EXERCISE INSTRUCTIONS =>
1. The article on brain studies of numerical processing defines dyscalculia as an inability to do certain things with numbers. List those things.
2. Continue the article on the two Neuron studies of how the brain processes numbers, picking up after its final sentence.

DOCUMENT PASSAGE =>
Two studies in the January 18, 2007, issue of the journal Neuron, published by Cell Press, shed significant light on how the brain processes numerical information--both abstract quantities and their concrete representations as symbols. The researches said their findings will contribute to understanding how the brain processes quantitative information as well as lead to studies of how numerical representation in the brain develops in children. Such studies could aid in rehabilitating people who suffer from dyscalculia--an inability to understand, remember, and manipulate numbers. The researchers also said their findings offer insight into the mystery of how the brain learns to associate abstract symbols precisely with quantities.
Both studies reveal in unprecedented detail how structures in the parietal cortex--the region of higher cognitive processing just above the forehead--activates during perception of both abstract quantities and numerical symbols.
In one paper, Manuela Piazza and colleagues showed that regions of the parietal lobe activate in response to numbers, either when they are presented as patterns of dots or as Arabic numerals.
In their experiments, the researchers asked human volunteers to pay attention to the quantities conveyed by groups of dots or numeric digits presented to them. During the process, the subjects' brains were scanned using functional magnetic resonance imaging (fMRI), in which harmless magnetic fields and radio waves are used to measure blood flow in brain regions, which reflects activity.
The researchers found that the initial presentation of the numeric stimuli activated the parietal region of the subjects' brains, which subsided as they adapted to the stimulus. However, the activation rebounded when the subjects were presented with an abrupt change in the quantity, whether it was represented in the same (dots versus dots) or different (dots versus Arabic numerals) notation as the original. This rebound indicated that the region was processing numerical information.
However, to unambiguously establish that the subjects' brains were really reacting to numerical quantity, the researcher occasionally injected a "deviant stimulus" into the second presentation of a quantity as the brain was adapting to it. This deviant stimulus consisted of a different number that was either close to, or far from, the number being presented. The researchers found that this deviant quantity interrupted adaptation more if it was distant from the adaptation quantity than if it was closer--conclusive evidence that the subjects were processing numerical quantities.
The researchers concluded that their findings "indicate an important role for parietal cortex in the coding of symbolic and nonsymbolic quantities."
They also concluded that "crucially, we observed crossnotation adaptation and recovery, particularly in the right parietal cortex, supporting the idea that shared neural populations encode nonsymbolic quantities and symbolic stimuli." Piazza and colleagues also concluded that their findings shed light on how the brain learns to associate symbols with numbers.
"Our results show that, at least in the adult brain, numerical symbols and nonnumerical numerosities converge onto shared neural representations," they wrote. "Perhaps we attach meaning to symbols by physically linking populations of neurons sensitive to symbol shapes to preexisting neural populations holding a nonsymbolic representation of the corresponding preverbal domain (e.g., numerosity)."

DATA EXTRACTS =>
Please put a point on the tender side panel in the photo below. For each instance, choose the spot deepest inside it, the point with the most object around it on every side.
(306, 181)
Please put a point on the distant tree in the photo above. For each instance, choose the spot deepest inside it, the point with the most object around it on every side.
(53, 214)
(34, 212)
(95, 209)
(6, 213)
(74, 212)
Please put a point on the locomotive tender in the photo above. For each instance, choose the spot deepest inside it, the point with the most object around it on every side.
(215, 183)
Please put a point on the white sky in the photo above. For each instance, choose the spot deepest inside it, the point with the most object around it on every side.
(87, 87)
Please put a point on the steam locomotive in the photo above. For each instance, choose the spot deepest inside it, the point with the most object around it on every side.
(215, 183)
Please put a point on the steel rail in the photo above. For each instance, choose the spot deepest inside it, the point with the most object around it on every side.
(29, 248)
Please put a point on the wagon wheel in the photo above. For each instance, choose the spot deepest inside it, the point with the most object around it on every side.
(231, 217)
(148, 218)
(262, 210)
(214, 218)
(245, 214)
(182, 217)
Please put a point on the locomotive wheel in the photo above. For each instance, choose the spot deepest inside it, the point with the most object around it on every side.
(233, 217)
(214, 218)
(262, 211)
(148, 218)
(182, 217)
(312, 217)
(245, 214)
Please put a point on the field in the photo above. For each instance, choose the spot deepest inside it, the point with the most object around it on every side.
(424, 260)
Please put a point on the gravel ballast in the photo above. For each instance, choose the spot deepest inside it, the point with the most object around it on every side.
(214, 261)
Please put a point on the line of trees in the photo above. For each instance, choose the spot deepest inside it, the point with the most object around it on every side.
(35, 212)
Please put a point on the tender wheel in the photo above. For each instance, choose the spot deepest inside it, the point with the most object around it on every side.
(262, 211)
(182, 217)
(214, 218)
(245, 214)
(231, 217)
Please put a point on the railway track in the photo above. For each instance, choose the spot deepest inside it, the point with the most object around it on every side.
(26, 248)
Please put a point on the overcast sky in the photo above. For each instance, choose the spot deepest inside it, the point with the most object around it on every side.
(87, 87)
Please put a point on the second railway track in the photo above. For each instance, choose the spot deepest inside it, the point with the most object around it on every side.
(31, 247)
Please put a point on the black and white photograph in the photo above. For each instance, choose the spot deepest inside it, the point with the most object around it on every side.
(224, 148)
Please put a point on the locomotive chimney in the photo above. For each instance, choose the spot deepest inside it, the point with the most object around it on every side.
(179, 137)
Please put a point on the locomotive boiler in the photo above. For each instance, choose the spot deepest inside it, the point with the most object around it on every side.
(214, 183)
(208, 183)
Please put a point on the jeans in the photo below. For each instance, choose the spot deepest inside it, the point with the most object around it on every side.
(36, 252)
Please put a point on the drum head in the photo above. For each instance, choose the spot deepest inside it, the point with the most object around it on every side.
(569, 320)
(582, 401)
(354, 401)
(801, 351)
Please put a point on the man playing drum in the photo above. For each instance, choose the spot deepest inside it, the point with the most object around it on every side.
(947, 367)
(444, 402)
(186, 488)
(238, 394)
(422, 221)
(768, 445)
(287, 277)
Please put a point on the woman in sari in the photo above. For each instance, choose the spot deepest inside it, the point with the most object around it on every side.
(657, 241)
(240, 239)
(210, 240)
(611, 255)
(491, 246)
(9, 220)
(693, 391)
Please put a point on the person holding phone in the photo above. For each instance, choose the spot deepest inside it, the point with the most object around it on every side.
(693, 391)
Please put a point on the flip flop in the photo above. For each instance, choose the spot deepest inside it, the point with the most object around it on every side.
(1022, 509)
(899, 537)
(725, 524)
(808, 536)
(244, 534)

ACTIVITY ANSWERS =>
1. Understand numbers, remember numbers, manipulate numbers

2.
In the other paper in Neuron, Roi Cohen Kadosh and colleagues conducted experiments demonstrating that the two hemispheres of the parietal lobe function differently in processing numbers. While the left lobe harbors abstract numerical representations, the right shows a dependence on the notation used for a number, they found. The researchers concluded that "results challenge the commonly held belief that numbers are represented solely in an abstract way in the human brain." The authors also concluded that their results "advocate the existence of distinct neuronal populations for numbers, which are notation dependent in the right parietal lobe."
In their experiments, the researchers also used the adaptation phenomenon, that the brain adapts to stimuli by reducing its initial activity--and that repeating the same quantity leads to reduced activation compared to changing the quantity. They asked subjects whose brains were being scanned using fMRI to view consecutive numbers presented on a screen that represented either the same or different quantities. Crucially, the numbers were also presented either as two words (e.g., two or eight), two digits (e.g., 2 or 8), or a mixed notation (two and 8).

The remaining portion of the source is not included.